● **Your goal**
Format the rows below, starting with the line containing "The client would like the pumpkin" and continuing through the line containing "[220,517,247,544]", as a JSON list of strings with one string per line and blank lines omitted.

Excerpts of bounding box data
======

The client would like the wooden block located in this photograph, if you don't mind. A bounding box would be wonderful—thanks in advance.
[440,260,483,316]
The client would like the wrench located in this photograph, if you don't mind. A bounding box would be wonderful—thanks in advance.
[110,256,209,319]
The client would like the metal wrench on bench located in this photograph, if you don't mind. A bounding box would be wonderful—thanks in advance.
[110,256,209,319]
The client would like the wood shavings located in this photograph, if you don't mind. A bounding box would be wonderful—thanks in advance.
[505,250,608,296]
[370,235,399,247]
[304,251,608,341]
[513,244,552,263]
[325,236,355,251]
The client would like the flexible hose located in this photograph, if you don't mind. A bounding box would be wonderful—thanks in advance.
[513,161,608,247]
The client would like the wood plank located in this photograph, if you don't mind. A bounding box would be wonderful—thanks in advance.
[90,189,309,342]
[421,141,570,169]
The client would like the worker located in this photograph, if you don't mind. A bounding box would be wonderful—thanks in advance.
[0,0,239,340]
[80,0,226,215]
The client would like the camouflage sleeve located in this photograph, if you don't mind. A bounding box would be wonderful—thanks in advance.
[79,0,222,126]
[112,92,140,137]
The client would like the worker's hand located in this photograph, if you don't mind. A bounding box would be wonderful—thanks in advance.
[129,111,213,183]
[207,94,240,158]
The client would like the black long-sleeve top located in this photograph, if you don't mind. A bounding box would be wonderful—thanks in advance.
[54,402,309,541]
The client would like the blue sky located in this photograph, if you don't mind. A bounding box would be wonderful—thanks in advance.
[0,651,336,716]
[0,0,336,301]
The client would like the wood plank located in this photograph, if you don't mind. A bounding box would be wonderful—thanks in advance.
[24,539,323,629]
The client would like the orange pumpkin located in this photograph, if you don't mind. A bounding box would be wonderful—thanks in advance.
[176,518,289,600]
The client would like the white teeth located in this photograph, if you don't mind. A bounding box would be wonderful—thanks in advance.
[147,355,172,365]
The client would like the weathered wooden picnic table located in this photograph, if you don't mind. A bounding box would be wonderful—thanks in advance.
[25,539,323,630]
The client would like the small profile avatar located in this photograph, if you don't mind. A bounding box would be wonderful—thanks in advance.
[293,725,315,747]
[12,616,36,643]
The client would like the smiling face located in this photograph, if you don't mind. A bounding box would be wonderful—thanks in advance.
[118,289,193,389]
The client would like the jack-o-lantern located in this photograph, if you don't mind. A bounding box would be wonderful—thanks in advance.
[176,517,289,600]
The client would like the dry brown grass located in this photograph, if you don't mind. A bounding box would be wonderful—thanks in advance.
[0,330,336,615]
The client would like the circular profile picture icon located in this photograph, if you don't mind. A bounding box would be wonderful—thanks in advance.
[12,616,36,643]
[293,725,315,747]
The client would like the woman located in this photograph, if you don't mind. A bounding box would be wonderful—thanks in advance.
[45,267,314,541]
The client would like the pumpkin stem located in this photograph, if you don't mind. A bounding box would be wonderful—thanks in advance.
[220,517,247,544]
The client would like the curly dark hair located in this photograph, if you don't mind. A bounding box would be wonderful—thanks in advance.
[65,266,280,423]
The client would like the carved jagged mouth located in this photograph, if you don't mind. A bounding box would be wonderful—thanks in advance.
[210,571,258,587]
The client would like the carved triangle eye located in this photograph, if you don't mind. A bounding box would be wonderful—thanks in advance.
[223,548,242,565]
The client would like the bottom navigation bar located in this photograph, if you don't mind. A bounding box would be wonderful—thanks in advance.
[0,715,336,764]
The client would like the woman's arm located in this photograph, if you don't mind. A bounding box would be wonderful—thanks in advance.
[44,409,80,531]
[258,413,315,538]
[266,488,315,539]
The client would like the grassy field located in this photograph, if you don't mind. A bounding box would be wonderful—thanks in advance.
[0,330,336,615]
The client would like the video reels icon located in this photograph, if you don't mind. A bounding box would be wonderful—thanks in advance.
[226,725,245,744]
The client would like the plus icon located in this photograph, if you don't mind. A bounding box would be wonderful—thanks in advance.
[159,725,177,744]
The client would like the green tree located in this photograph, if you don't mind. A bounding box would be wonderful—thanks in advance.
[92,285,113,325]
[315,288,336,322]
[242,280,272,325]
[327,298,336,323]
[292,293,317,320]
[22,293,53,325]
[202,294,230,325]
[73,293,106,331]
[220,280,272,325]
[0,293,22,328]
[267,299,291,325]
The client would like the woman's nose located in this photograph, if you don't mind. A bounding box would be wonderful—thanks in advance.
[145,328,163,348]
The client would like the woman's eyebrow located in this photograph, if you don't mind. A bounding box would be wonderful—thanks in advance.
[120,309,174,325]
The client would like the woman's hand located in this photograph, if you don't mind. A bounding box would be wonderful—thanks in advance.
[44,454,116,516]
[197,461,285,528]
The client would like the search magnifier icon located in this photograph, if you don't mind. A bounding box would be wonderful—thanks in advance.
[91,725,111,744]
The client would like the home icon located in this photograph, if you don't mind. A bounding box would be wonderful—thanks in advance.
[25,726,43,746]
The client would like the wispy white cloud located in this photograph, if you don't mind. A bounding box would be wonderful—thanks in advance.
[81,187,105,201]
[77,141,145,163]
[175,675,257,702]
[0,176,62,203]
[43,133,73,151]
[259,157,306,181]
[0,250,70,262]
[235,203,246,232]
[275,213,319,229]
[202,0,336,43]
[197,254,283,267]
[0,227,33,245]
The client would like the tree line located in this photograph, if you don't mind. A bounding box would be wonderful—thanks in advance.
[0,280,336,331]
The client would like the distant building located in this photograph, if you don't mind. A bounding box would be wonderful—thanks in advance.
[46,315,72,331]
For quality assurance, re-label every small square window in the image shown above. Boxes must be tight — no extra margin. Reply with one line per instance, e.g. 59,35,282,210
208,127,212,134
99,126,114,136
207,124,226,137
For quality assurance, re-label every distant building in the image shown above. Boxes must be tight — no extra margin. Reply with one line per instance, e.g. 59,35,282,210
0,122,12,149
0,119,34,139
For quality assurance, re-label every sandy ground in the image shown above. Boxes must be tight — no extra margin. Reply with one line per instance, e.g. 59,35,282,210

======

● **Task solution**
[
  "The client would like the pumpkin stem located in this photograph, if you don't mind. A bounding box would be wonderful—thanks in advance.",
  "[220,517,247,544]"
]